What to do:
From the data below, pick out and copy every line that contains the string "white".

Records provided:
<<<<

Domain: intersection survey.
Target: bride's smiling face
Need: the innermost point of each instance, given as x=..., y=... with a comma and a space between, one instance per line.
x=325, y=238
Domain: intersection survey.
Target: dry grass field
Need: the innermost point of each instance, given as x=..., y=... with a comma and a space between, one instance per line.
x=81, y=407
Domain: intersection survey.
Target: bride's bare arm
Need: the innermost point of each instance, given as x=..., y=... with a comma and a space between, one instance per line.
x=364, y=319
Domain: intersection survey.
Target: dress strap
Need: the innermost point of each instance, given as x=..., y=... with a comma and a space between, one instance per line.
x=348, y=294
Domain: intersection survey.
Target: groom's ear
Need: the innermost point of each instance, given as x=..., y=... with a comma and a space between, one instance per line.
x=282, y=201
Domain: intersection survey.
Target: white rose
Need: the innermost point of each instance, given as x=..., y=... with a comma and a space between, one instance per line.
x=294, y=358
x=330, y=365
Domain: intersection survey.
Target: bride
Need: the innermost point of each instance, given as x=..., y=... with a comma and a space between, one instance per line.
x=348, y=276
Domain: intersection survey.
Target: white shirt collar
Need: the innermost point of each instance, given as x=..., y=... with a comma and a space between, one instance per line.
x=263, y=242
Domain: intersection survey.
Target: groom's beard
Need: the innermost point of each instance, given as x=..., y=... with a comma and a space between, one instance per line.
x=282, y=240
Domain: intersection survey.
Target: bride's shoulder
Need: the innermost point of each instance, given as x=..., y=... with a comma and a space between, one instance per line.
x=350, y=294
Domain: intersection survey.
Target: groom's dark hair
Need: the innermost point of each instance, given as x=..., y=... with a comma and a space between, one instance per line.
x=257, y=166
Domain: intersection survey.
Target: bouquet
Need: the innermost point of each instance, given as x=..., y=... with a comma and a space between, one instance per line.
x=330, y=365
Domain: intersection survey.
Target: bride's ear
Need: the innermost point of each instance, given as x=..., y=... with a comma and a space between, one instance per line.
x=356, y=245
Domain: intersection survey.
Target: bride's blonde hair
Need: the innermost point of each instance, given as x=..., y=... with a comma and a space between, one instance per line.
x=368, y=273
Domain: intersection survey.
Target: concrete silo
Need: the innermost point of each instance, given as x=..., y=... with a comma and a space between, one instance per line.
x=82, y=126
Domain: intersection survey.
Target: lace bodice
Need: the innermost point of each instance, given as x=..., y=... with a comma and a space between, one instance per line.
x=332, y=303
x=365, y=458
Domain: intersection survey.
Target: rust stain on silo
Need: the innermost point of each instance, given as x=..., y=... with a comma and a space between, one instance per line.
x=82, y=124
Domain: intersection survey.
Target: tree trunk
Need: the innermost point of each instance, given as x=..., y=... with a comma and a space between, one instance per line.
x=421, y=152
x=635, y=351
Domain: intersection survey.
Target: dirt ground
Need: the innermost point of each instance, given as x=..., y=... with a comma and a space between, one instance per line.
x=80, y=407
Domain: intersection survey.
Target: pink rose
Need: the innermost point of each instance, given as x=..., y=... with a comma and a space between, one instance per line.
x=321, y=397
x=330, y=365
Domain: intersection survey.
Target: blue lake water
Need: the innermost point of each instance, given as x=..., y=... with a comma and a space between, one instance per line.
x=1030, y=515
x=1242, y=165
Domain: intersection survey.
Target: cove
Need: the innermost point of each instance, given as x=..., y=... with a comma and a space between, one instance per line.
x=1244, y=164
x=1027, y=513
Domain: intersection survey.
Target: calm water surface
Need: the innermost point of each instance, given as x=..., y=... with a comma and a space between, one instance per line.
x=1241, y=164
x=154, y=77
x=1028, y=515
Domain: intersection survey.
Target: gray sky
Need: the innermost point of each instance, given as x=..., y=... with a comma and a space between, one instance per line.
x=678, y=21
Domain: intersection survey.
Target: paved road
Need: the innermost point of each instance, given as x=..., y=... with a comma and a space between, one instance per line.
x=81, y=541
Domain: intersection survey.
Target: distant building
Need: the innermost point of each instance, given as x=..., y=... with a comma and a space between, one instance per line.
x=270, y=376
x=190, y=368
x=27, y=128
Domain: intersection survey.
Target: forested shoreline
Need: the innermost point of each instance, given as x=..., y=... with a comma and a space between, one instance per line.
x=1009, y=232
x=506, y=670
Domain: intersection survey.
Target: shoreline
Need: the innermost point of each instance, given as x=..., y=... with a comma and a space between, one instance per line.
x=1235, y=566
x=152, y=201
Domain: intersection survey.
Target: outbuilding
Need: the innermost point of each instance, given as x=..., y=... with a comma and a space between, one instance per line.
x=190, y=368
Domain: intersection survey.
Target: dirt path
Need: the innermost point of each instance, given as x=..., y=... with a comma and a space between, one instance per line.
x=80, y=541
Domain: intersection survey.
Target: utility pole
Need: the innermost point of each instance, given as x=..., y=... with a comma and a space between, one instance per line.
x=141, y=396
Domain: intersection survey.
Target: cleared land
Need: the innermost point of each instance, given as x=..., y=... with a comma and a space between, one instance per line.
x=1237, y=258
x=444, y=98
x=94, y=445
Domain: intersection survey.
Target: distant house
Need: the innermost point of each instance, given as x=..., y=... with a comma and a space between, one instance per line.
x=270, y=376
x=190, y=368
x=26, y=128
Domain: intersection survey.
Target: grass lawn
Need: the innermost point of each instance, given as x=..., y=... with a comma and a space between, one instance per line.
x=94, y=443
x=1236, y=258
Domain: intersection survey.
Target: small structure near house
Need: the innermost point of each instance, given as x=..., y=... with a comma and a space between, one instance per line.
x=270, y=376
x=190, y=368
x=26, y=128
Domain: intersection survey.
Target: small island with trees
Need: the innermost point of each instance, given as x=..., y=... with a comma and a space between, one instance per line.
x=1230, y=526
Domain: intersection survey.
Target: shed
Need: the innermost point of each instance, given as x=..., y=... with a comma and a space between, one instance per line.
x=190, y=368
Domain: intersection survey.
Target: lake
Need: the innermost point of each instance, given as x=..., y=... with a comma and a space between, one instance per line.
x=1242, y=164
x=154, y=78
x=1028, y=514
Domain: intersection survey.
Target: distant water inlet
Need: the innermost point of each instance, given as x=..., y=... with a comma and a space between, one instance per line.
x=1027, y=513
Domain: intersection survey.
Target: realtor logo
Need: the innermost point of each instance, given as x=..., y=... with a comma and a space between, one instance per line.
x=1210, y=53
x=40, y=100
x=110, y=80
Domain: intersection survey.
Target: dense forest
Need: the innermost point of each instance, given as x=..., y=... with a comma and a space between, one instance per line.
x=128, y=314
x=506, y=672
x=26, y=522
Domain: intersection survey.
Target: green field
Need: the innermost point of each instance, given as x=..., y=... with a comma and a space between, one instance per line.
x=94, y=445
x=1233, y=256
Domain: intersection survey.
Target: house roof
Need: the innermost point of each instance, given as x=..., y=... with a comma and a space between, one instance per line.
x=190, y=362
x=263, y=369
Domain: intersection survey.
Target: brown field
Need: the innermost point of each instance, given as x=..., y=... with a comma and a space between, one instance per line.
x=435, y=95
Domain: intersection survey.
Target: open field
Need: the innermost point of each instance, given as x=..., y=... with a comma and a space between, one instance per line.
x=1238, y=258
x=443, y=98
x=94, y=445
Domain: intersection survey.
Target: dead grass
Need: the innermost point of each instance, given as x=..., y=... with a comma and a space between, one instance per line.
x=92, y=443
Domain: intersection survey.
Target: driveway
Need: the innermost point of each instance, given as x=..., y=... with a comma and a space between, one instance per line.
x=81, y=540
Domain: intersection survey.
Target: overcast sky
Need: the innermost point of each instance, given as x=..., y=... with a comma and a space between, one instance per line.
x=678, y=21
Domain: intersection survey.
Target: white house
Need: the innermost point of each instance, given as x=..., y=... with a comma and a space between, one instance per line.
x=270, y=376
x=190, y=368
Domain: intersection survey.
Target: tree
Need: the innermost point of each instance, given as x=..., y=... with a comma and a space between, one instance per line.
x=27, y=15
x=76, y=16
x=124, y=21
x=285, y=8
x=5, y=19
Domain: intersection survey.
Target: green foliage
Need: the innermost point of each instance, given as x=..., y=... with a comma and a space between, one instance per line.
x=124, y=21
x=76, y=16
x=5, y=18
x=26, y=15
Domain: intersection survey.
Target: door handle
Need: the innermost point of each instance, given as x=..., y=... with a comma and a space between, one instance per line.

>>>>

The solution:
Target: white rose
Target: white shirt collar
Target: white house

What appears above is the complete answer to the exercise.